--- Start of Document extract ---

WE ARE NOT ASKING YOU FOR A PROXY, AND YOU ARE REQUESTED NOT TO SEND US A PROXY.

No action is required by you. The accompanying information statement is furnished only to inform our shareholders of the actions described above before they take place in accordance with Section 607 of the Florida Business Corporations Act and Rule 14c of the Securities Exchange Act of 1934, as amended. This Information Statement is first mailed to you on or about December 14, 2007.

Please feel free to call us at 407-774-4462 should you have any questions on the enclosed Information Statement.
 
 
 
For the Board of Directors of
RAVEN MOON ENTERTAINMENT, INC.
 
       
 
By:
/s/ Joseph DiFrancesco
 
    Joseph DiFrancesco  
    President  
       

RAVEN MOON ENTERTAINMENT, INC.
2005 Tree Fork Lane
Suite 101
Longwood, Florida 32750
Telephone: (407) 304-4764

INFORMATION STATEMENT REGARDING
ACTION TO BE TAKEN BY WRITTEN CONSENT OF
MAJORITY SHAREHOLDER
IN LIEU OF A SPECIAL MEETING

WE ARE NOT ASKING YOU FOR A PROXY,
AND YOU ARE REQUESTED NOT TO SEND US A PROXY.

GENERAL

This Information Statement is being furnished to the shareholders of Raven Moon Entertainment, Inc. in connection with a 1:8000 reverse-split of our issued and outstanding common stock. This action will become effective May 19, 2008, or as soon thereafter as practicable (the "Effective Date") in accordance with the written consent of the holders of a majority of our issued and outstanding voting securities in accordance with the relevant sections of the Florida Business Corporations Act.

--- End of Document extract ---

■ **Written exercise a**
Please edit the records, taking everything from the line containing "target | yellow banner with persian text" down to the end of the records, and replace "locate" with "find" while leaving all else unchanged. Give only those lines and omit the pictures.

--- Start of Entries supplied ---

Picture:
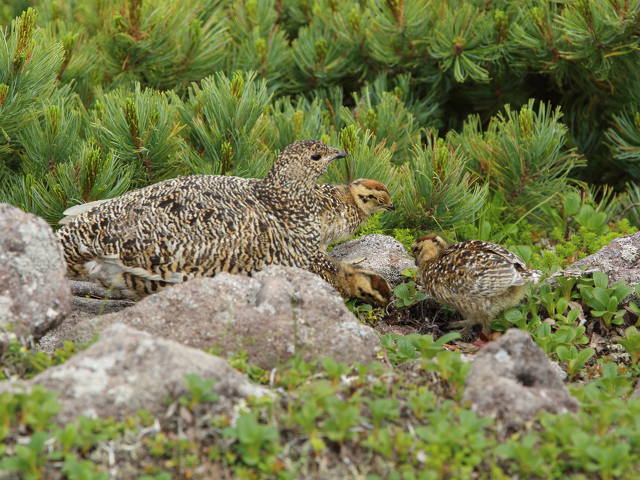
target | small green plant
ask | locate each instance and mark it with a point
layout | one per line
(574, 358)
(256, 444)
(603, 300)
(631, 343)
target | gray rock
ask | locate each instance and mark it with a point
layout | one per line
(82, 289)
(273, 315)
(128, 370)
(512, 379)
(34, 291)
(620, 260)
(381, 253)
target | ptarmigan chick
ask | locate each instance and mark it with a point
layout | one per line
(200, 225)
(480, 279)
(343, 208)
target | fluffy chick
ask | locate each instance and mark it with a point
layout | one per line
(343, 208)
(480, 279)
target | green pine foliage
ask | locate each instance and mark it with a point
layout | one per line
(521, 154)
(486, 120)
(438, 191)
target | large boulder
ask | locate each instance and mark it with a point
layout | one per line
(34, 291)
(620, 260)
(277, 313)
(380, 253)
(128, 370)
(512, 379)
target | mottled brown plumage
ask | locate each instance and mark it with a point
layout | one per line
(200, 225)
(480, 279)
(343, 208)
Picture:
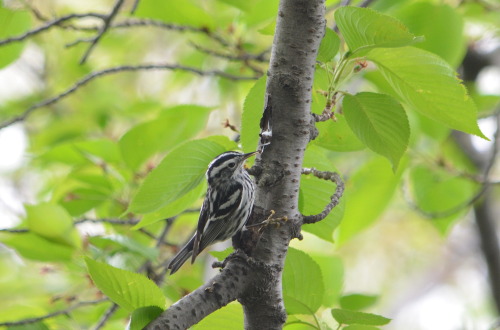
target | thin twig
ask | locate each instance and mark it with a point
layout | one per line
(48, 25)
(53, 314)
(106, 316)
(334, 199)
(106, 24)
(123, 68)
(486, 183)
(240, 57)
(134, 6)
(131, 222)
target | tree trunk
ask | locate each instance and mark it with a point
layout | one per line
(256, 281)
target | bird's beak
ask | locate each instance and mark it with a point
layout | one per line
(250, 154)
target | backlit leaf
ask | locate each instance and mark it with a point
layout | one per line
(380, 122)
(428, 85)
(364, 29)
(303, 287)
(129, 290)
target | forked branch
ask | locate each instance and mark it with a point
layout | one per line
(334, 199)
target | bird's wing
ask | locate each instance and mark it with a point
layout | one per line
(221, 218)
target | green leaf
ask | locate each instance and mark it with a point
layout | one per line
(177, 174)
(441, 25)
(429, 85)
(303, 287)
(360, 327)
(174, 208)
(380, 122)
(344, 316)
(437, 191)
(125, 243)
(12, 23)
(172, 11)
(372, 186)
(229, 317)
(52, 222)
(30, 326)
(329, 46)
(143, 316)
(35, 247)
(173, 126)
(337, 136)
(252, 112)
(332, 270)
(84, 152)
(364, 29)
(357, 301)
(129, 290)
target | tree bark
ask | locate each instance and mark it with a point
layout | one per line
(255, 279)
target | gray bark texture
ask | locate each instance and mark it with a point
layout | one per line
(253, 277)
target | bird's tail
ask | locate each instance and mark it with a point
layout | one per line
(181, 256)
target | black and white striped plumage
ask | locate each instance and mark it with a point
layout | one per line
(227, 205)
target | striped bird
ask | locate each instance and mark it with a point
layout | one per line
(226, 208)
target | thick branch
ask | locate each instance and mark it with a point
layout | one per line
(113, 70)
(334, 200)
(299, 29)
(224, 288)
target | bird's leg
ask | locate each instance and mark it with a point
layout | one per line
(269, 221)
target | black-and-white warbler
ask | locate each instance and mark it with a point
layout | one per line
(227, 205)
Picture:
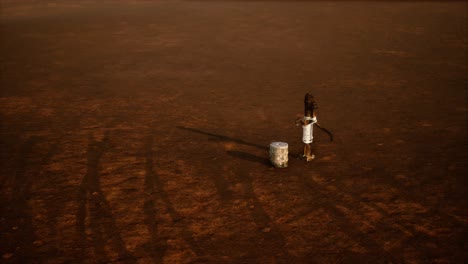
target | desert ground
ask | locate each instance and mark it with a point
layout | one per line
(138, 132)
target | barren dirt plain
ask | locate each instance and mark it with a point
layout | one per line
(138, 132)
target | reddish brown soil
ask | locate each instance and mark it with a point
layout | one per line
(138, 132)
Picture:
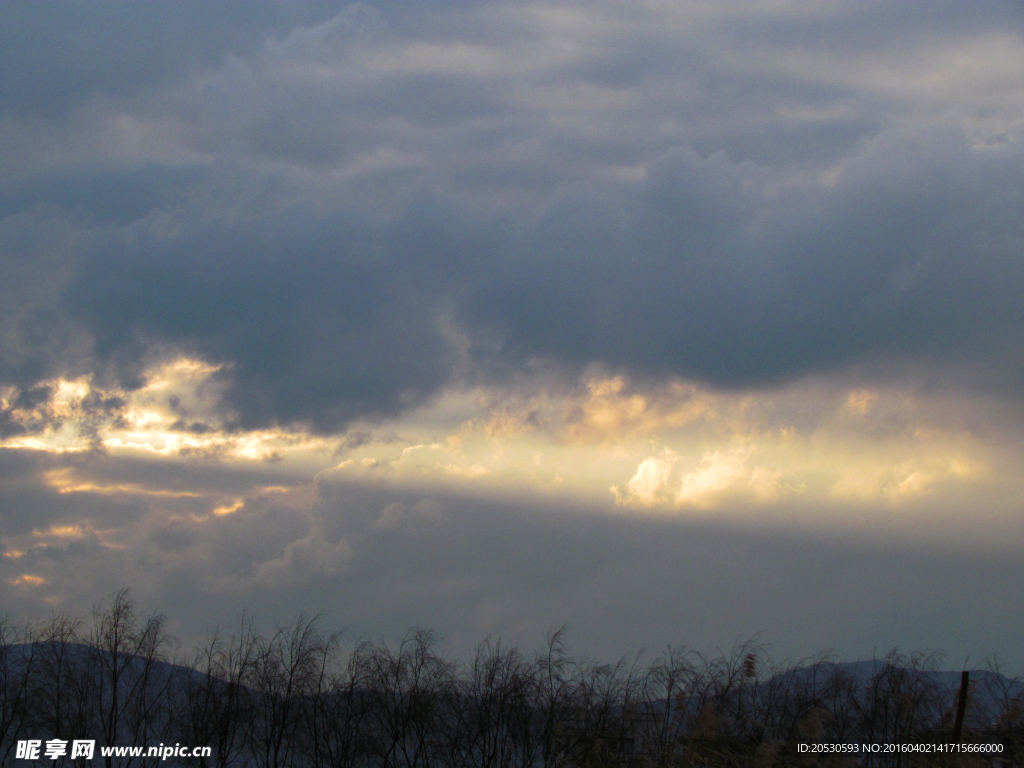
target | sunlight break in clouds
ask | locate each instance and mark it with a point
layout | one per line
(492, 316)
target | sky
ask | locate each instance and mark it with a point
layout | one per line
(669, 323)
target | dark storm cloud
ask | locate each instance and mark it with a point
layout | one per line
(351, 208)
(56, 58)
(914, 255)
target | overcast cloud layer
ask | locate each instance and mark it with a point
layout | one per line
(728, 247)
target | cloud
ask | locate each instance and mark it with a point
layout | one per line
(384, 207)
(364, 307)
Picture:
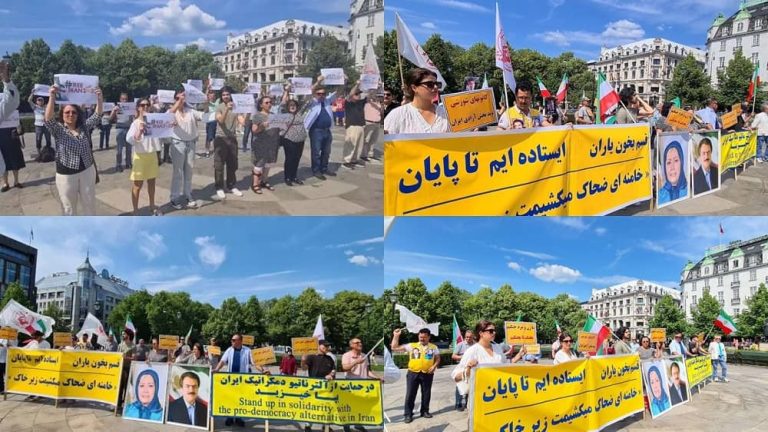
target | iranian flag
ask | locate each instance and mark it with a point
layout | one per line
(754, 84)
(542, 89)
(725, 323)
(562, 91)
(594, 326)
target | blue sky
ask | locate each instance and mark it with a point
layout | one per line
(555, 26)
(169, 23)
(215, 258)
(550, 256)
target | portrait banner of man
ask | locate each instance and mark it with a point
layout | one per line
(189, 396)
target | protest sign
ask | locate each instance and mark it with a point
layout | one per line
(519, 333)
(584, 171)
(679, 118)
(579, 395)
(301, 346)
(470, 110)
(658, 335)
(302, 399)
(263, 356)
(301, 86)
(333, 76)
(243, 103)
(76, 89)
(83, 375)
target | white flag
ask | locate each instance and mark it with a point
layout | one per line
(319, 333)
(92, 326)
(414, 323)
(24, 320)
(410, 49)
(503, 58)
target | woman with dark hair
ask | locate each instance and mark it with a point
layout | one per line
(76, 172)
(421, 115)
(264, 145)
(673, 166)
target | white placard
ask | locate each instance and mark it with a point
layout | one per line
(76, 89)
(333, 76)
(301, 86)
(160, 125)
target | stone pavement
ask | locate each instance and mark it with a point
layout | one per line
(352, 192)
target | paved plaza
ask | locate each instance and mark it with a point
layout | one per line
(356, 191)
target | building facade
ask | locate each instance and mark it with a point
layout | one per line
(79, 293)
(630, 304)
(274, 53)
(366, 24)
(746, 31)
(17, 264)
(731, 273)
(647, 65)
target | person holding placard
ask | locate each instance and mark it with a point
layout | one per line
(144, 163)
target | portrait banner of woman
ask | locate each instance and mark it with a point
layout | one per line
(189, 394)
(672, 178)
(146, 392)
(656, 387)
(705, 162)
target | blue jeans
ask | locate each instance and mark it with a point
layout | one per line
(320, 144)
(723, 368)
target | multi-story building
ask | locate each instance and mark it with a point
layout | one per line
(17, 264)
(366, 24)
(79, 293)
(731, 273)
(630, 304)
(274, 53)
(647, 65)
(746, 31)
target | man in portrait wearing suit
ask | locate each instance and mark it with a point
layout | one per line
(188, 409)
(705, 178)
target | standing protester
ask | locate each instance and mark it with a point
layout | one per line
(183, 147)
(424, 359)
(75, 168)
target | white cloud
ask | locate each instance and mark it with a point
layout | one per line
(555, 273)
(210, 253)
(170, 19)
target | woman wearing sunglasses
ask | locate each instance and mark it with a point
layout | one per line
(145, 164)
(421, 115)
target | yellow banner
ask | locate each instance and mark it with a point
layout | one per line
(586, 171)
(313, 400)
(520, 333)
(469, 110)
(580, 395)
(738, 148)
(84, 375)
(698, 368)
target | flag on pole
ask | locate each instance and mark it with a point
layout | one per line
(411, 50)
(543, 90)
(725, 323)
(503, 57)
(562, 91)
(24, 320)
(596, 327)
(319, 333)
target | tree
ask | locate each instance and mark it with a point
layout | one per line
(668, 315)
(690, 83)
(751, 321)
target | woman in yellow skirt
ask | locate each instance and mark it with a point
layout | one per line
(145, 166)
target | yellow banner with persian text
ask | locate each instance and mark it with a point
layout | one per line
(83, 375)
(584, 171)
(583, 395)
(313, 400)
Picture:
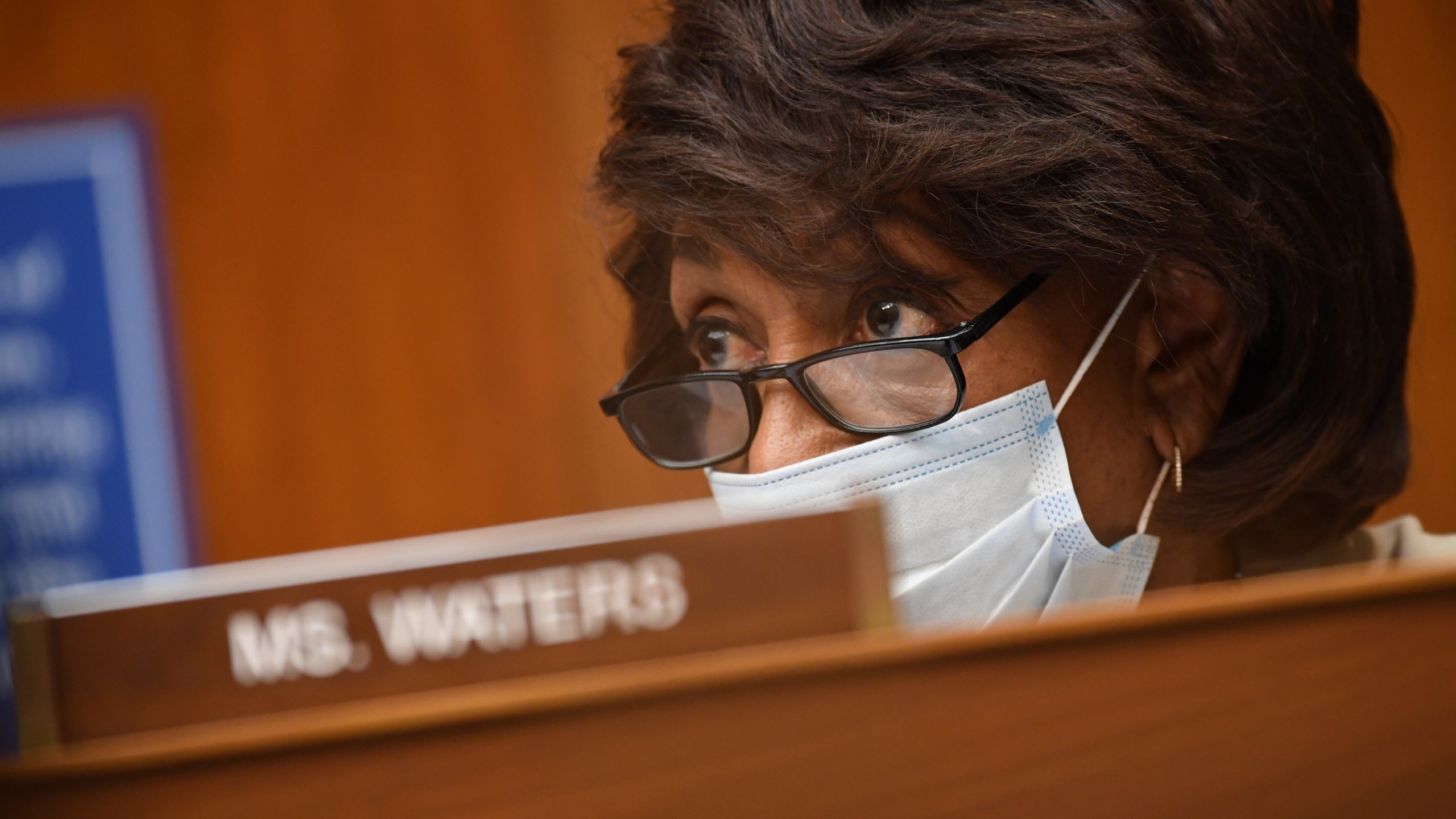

--- End of Entries supplied ---

■ **Written exercise b**
Continue the information statement on the Raven Moon Entertainment reverse split from the point where it stops.

■ **Written reply a**
target | yellow banner with persian text
ask | find each instance and mark it with a point
layout | one per line
(83, 375)
(584, 171)
(583, 395)
(313, 400)
Picture:

■ **Written reply b**
Our voting securities consist of our common stock and our Series B Preferred Stock. Each share of common stock is entitled to one vote, and each share of Series B Preferred Stock is entitled to one vote for each share of common stock into which such shares of Series B Preferred Stock are then convertible, on all matters brought to a vote of our shareholders. Our common stock and Series B Preferred Stock vote together as a group.

As of March 31, 2008, there were 19,386,585,664 shares of our common stock, and 567,230 shares of our Series B Preferred Stock issued and outstanding.

On March 31, 2008 each share of Series B Preferred Stock was convertible into 125,000 shares of common stock based upon the conversion price of $0.00008 per share in accordance with the designations, rights and preferences of the Series B Preferred Stock. Accordingly, at March 31, 2008 the outstanding shares of Series B Preferred Stock are convertible into an aggregate of approximately 70,903,750,000 shares of our common stock.

The reverse split is not intended to take the Company private.

There are no plans to acquire any other business with our stock.
 
 
Mr. DiFrancesco is an officer and director.

Joseph and Bernadette DiFrancesco, who own approximately 80% of our outstanding voting securities, which is in excess of the required majority of our outstanding securities entitled to vote on the Amendment, have executed a written consent approving the Amendment.


NAME
No. of Voting Securities
   
Joseph DiFrancesco and
 
Bernadette DiFrancesco
8,973,878,055
Janice K. Battenberg
170,567,852
Lawrence C. Oakley
154,870,969

The reverse stock split, when effective, will not change the number of authorized shares of common stock or the par value of the common stock. Except for any changes as a result of the treatment of fractional shares, each shareholder who owns 8,000 or more shares should hold the same percentage of common stock outstanding immediately following the reverse stock split as the shareholder did immediately prior to the reverse stock split.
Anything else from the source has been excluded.